### Given request:
Give the lines of the listing below as a Markdown table with the columns Row and Line, starting at the line containing "Could you point to the small stream" and running through the end of the listing, both ends included. Skip blank lines and leave out the pictures.

### Record list:
+ + + + + + +

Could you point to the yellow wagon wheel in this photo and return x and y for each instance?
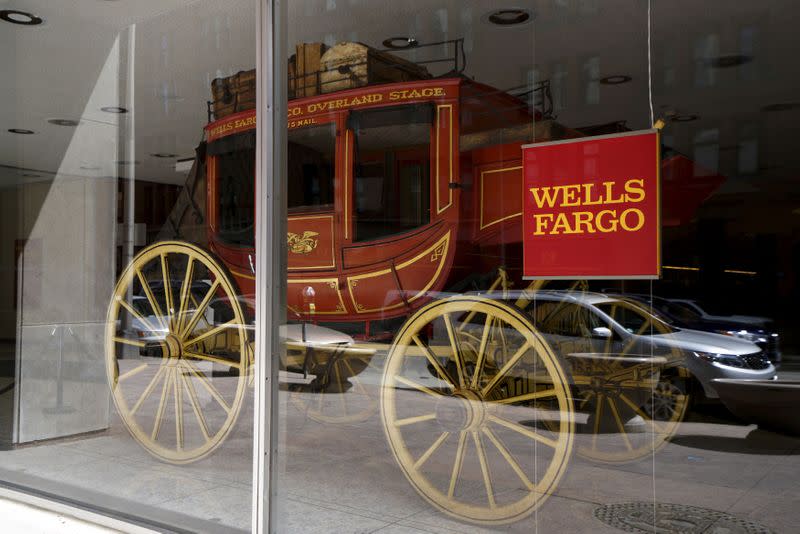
(337, 395)
(177, 356)
(465, 423)
(634, 402)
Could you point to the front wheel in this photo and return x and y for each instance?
(471, 439)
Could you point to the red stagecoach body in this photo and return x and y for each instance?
(468, 217)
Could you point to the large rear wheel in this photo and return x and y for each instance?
(467, 383)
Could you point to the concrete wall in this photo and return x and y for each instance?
(68, 266)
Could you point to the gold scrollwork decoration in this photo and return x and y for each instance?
(302, 244)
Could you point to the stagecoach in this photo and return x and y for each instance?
(404, 241)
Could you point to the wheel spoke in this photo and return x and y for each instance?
(427, 454)
(167, 289)
(456, 350)
(214, 359)
(457, 464)
(481, 358)
(505, 369)
(186, 290)
(148, 390)
(528, 396)
(135, 371)
(210, 333)
(340, 385)
(207, 384)
(585, 401)
(410, 383)
(509, 458)
(162, 404)
(198, 412)
(147, 324)
(597, 412)
(487, 480)
(415, 419)
(199, 309)
(433, 361)
(178, 410)
(151, 298)
(524, 431)
(618, 419)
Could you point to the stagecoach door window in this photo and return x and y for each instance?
(311, 158)
(391, 169)
(235, 196)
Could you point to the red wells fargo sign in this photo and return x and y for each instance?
(591, 207)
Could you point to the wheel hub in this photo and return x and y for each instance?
(464, 410)
(173, 348)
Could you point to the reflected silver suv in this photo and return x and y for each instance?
(585, 323)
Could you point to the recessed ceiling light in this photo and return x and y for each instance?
(730, 60)
(684, 118)
(508, 17)
(400, 43)
(615, 79)
(63, 122)
(783, 106)
(20, 17)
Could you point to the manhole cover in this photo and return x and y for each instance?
(674, 518)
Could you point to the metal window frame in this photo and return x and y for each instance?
(270, 242)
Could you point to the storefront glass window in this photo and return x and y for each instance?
(126, 303)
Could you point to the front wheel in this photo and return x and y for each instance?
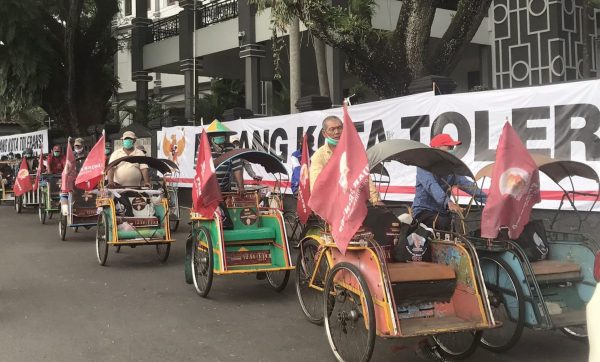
(162, 251)
(507, 302)
(202, 262)
(278, 279)
(310, 295)
(102, 239)
(349, 314)
(459, 345)
(62, 227)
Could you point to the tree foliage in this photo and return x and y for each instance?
(387, 61)
(58, 55)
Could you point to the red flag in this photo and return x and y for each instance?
(93, 167)
(23, 181)
(515, 187)
(341, 192)
(302, 208)
(206, 193)
(69, 172)
(38, 174)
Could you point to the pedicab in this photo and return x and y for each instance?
(7, 185)
(132, 215)
(257, 242)
(545, 294)
(49, 196)
(367, 292)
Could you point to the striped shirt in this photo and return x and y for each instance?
(225, 170)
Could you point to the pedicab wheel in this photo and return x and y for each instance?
(507, 302)
(62, 226)
(578, 333)
(349, 314)
(278, 279)
(311, 297)
(101, 239)
(459, 345)
(162, 251)
(202, 261)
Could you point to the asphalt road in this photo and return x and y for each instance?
(58, 304)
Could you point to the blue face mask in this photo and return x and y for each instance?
(331, 141)
(128, 144)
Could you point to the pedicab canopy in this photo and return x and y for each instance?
(271, 163)
(161, 165)
(413, 153)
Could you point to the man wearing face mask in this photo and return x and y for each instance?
(56, 161)
(128, 174)
(332, 131)
(432, 203)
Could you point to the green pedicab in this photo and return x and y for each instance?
(257, 243)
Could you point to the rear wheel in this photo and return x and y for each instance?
(102, 239)
(507, 302)
(202, 261)
(578, 333)
(62, 226)
(278, 279)
(459, 345)
(311, 296)
(349, 314)
(162, 251)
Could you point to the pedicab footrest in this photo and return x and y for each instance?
(421, 282)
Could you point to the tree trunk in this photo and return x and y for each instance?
(321, 67)
(586, 72)
(295, 75)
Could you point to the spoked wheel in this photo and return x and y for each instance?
(162, 251)
(578, 333)
(293, 227)
(459, 345)
(18, 204)
(278, 279)
(349, 314)
(507, 302)
(102, 239)
(311, 296)
(62, 226)
(202, 262)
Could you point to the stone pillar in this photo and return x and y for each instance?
(140, 36)
(251, 53)
(187, 63)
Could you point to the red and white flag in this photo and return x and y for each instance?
(341, 191)
(302, 208)
(514, 190)
(23, 181)
(206, 193)
(93, 167)
(69, 172)
(38, 174)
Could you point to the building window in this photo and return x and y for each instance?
(128, 7)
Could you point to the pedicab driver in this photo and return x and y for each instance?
(332, 128)
(432, 204)
(127, 173)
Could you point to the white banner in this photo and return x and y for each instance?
(18, 142)
(561, 121)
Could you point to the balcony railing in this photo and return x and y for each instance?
(165, 28)
(210, 13)
(215, 12)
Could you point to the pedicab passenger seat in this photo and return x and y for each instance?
(556, 271)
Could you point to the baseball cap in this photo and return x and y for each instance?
(129, 134)
(443, 139)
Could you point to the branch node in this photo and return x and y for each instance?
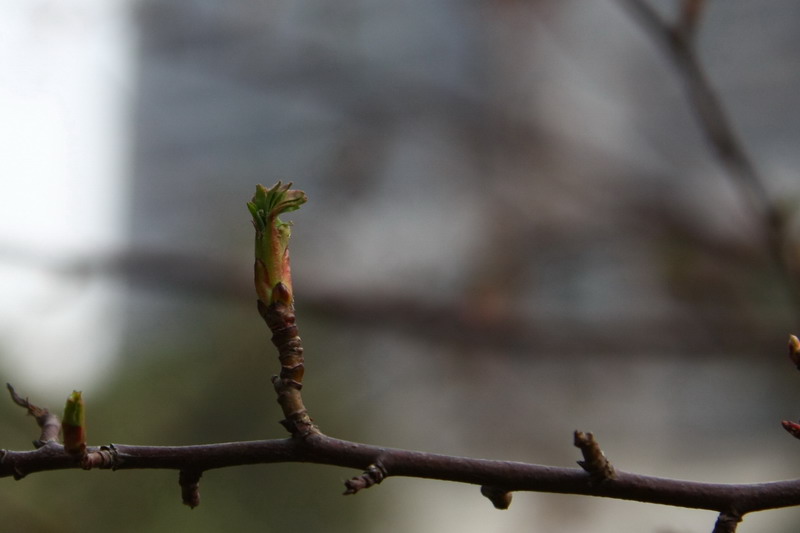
(189, 481)
(727, 522)
(500, 498)
(595, 461)
(374, 474)
(47, 421)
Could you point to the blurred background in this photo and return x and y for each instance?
(515, 230)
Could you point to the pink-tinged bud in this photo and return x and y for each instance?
(73, 425)
(272, 238)
(794, 350)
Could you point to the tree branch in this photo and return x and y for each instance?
(511, 476)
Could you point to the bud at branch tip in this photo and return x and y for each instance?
(273, 276)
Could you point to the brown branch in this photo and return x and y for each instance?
(47, 421)
(511, 476)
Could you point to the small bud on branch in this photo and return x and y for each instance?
(272, 239)
(73, 425)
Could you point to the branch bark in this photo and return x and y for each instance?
(677, 42)
(511, 476)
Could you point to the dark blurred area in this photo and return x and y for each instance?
(515, 229)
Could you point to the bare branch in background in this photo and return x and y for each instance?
(677, 41)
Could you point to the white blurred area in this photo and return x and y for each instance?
(65, 71)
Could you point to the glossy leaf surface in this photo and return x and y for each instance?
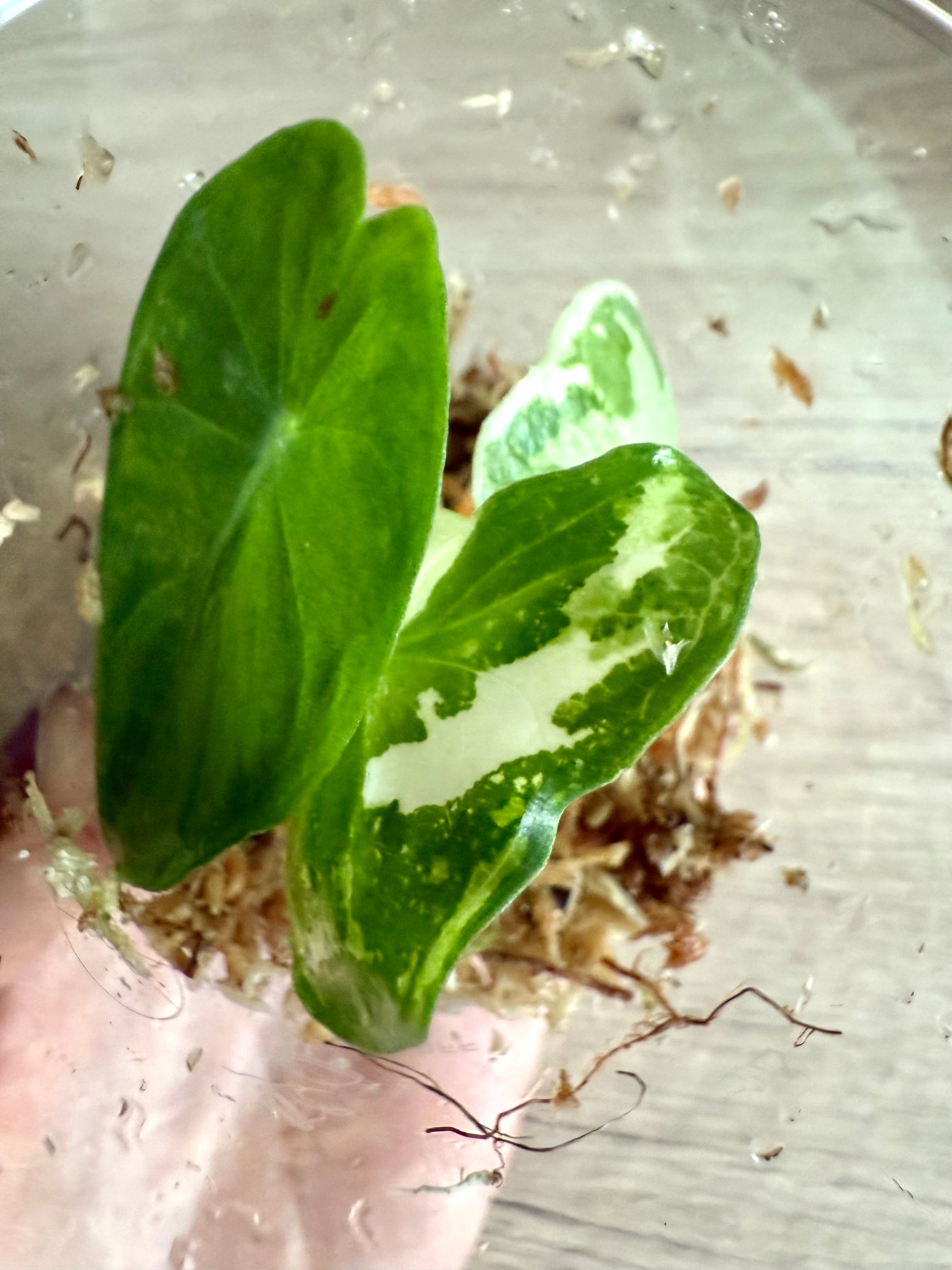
(270, 493)
(578, 616)
(601, 385)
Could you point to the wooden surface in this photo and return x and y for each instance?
(857, 782)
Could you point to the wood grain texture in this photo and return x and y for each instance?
(857, 785)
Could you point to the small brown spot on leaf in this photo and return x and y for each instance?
(112, 402)
(325, 306)
(164, 372)
(756, 497)
(384, 197)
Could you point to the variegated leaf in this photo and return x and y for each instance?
(601, 385)
(575, 620)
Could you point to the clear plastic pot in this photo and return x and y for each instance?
(551, 159)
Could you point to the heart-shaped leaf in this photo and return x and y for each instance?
(271, 487)
(578, 616)
(601, 385)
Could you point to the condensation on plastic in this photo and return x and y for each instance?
(828, 110)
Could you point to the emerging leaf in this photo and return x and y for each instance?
(601, 385)
(271, 488)
(575, 622)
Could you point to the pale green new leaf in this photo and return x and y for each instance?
(577, 618)
(599, 385)
(271, 485)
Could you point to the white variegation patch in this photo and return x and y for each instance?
(653, 418)
(449, 534)
(513, 709)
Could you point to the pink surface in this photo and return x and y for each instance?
(270, 1154)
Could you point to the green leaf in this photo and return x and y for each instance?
(601, 385)
(578, 618)
(270, 493)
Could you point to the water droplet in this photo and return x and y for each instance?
(766, 26)
(80, 259)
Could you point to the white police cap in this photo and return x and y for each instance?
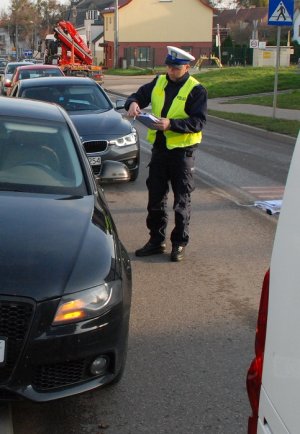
(178, 57)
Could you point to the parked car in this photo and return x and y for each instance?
(32, 71)
(105, 134)
(273, 380)
(8, 73)
(65, 276)
(2, 66)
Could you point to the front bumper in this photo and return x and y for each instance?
(43, 362)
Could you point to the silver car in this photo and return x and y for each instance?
(8, 73)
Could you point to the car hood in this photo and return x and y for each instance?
(101, 126)
(50, 247)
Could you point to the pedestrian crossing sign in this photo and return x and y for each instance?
(281, 12)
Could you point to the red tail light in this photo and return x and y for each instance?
(254, 375)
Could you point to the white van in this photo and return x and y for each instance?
(273, 380)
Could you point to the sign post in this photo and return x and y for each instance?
(280, 14)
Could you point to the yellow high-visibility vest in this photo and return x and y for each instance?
(176, 111)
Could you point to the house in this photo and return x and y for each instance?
(144, 29)
(247, 20)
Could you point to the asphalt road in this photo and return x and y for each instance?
(192, 323)
(192, 327)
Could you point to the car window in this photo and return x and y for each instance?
(36, 73)
(70, 97)
(39, 157)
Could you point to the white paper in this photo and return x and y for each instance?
(270, 206)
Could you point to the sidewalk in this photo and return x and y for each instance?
(124, 86)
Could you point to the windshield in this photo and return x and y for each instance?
(39, 72)
(70, 97)
(38, 156)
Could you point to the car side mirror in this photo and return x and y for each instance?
(113, 171)
(120, 104)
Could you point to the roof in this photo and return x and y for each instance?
(37, 66)
(21, 107)
(246, 15)
(67, 80)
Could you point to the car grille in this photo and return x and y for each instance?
(59, 374)
(15, 319)
(95, 146)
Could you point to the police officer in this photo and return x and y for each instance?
(180, 103)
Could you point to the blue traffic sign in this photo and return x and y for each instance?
(281, 12)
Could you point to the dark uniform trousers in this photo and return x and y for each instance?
(174, 166)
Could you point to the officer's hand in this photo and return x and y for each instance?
(162, 125)
(134, 109)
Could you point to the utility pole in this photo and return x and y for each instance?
(116, 44)
(218, 41)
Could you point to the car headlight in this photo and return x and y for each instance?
(130, 139)
(88, 304)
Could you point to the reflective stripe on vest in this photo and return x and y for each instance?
(176, 111)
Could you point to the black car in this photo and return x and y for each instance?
(105, 134)
(65, 277)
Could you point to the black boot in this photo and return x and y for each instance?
(151, 249)
(177, 253)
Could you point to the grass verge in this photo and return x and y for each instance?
(282, 126)
(289, 100)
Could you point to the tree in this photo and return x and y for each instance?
(31, 20)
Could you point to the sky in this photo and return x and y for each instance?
(5, 3)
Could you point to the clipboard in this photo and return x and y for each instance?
(147, 119)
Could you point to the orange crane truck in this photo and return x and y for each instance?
(67, 49)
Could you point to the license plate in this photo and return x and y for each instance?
(95, 161)
(2, 350)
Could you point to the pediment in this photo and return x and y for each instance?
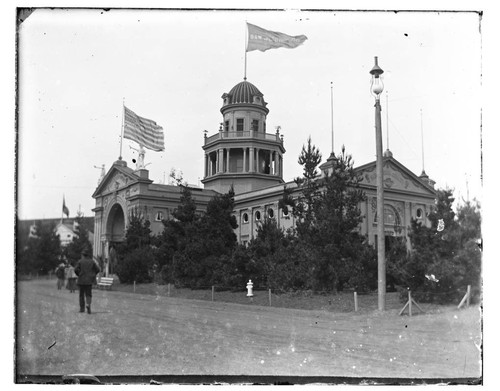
(396, 177)
(117, 178)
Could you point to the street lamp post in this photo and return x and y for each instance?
(376, 89)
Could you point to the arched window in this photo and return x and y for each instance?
(391, 216)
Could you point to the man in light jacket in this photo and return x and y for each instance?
(86, 270)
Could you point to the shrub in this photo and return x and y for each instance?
(136, 266)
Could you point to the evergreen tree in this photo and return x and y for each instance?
(135, 255)
(445, 257)
(80, 242)
(303, 206)
(41, 253)
(342, 250)
(328, 217)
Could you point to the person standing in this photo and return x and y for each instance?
(71, 278)
(86, 269)
(60, 276)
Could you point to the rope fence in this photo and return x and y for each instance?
(211, 293)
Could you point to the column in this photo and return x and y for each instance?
(220, 166)
(252, 158)
(277, 164)
(206, 165)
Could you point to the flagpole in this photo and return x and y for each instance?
(246, 43)
(123, 121)
(331, 98)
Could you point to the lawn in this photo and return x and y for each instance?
(148, 335)
(327, 301)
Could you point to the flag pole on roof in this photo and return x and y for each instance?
(246, 46)
(65, 210)
(121, 135)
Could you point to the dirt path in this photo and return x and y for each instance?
(134, 334)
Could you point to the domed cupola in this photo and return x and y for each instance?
(242, 155)
(244, 94)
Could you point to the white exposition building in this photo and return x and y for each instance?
(242, 154)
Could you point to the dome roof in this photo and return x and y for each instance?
(244, 93)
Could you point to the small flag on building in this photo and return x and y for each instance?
(261, 39)
(65, 208)
(143, 131)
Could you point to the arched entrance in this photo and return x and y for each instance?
(115, 232)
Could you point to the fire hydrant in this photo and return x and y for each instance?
(250, 288)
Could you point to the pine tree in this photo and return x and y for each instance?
(80, 241)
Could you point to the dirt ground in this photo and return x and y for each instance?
(139, 334)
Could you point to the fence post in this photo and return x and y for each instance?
(409, 302)
(466, 298)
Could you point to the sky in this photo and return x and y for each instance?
(76, 67)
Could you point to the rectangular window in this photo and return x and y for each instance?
(239, 124)
(255, 125)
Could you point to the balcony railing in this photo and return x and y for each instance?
(244, 135)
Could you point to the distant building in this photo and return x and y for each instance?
(243, 155)
(66, 228)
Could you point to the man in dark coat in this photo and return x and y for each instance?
(86, 270)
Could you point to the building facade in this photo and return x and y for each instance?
(245, 156)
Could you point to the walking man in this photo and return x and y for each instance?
(60, 276)
(86, 270)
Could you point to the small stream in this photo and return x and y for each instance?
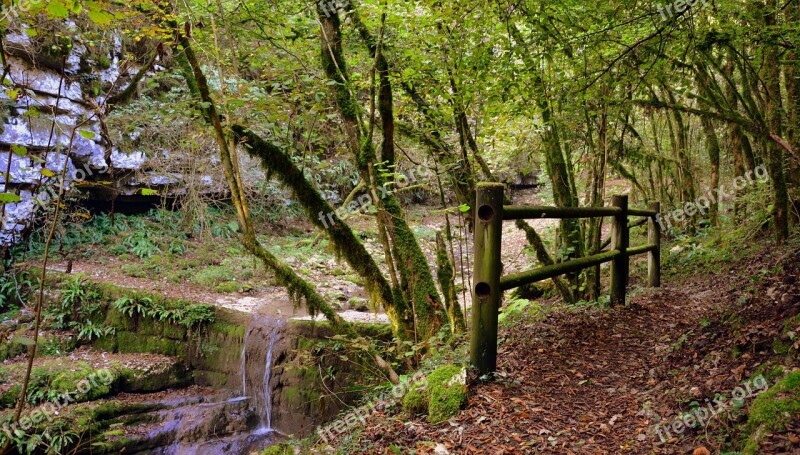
(229, 423)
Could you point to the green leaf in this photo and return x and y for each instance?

+ + + + + + +

### Expected answer:
| Row | Line |
|---|---|
| 1 | Could you point to the small stream in this photo and return x and y for each instance? |
| 2 | (229, 423) |
| 3 | Could you point to the green leaf in this photo and return x and y for each instance? |